**Задание:**
Перепишите целиком приведенный ниже текст о провокации против Христа. Сохраните каждое слово и знак препинания.

**Фрагмент текста:**
>>>>>

Провокация была задумана хитроумно: если бы Христос, основываясь на свидетельствах (а их было более двух, как того и требовал закон Моисея), сказал: «Да, в соответствии с законом Моисея женщину надо казнить», — Его бы обвинили в том, что Он не подчиняется римским властям (евреи не имели права совершить ни одной казни без утверждения приговора римским наместником) и потому — бунтовщик и опасен для кесаря, римского народа и еврейской нации. А если бы Иисус сказал, что женщину нужно отпустить, то Его обвинили бы в неуважении к закону Моисея, мнениям популярных богословов и в пренебрежении свидетелями (фарисеи — у-важ-жаемые люди), а это означало лишение Его в глазах народа статуса пророка и присвоение Ему другого — богохульника.

У Иисуса не было возможности сказать ни «да», ни «нет». И, как следует из повествования, Он и не сказал. Более того, Он без единого слова теологической проповеди возвысил еще одну душу на более высокую ступень спасения.

<<<<<

**Исходные данные:**
>>>>>

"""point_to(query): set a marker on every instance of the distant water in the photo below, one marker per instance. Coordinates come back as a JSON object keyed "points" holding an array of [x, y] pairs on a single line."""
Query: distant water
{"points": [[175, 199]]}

<<<<<

**Ответ:**
Провокация была задумана хитроумно: если бы Христос, основываясь на свидетельствах (а их было более двух, как того и требовал закон Моисея), сказал: «Да, в соответствии с законом Моисея женщину надо казнить», — Его бы обвинили в том, что Он не подчиняется римским властям (евреи не имели права совершить ни одной казни без утверждения приговора римским наместником) и потому — бунтовщик и опасен для кесаря, римского народа и еврейской нации. А если бы Иисус сказал, что женщину нужно отпустить, то Его обвинили бы в неуважении к закону Моисея, мнениям популярных богословов и в пренебрежении свидетелями (фарисеи — у-важ-жаемые люди), а это означало лишение Его в глазах народа статуса пророка и присвоение Ему другого — богохульника.

У Иисуса не было возможности сказать ни «да», ни «нет». И, как следует из повествования, Он и не сказал. Более того, Он без единого слова теологической проповеди возвысил еще одну душу на более высокую ступень спасения.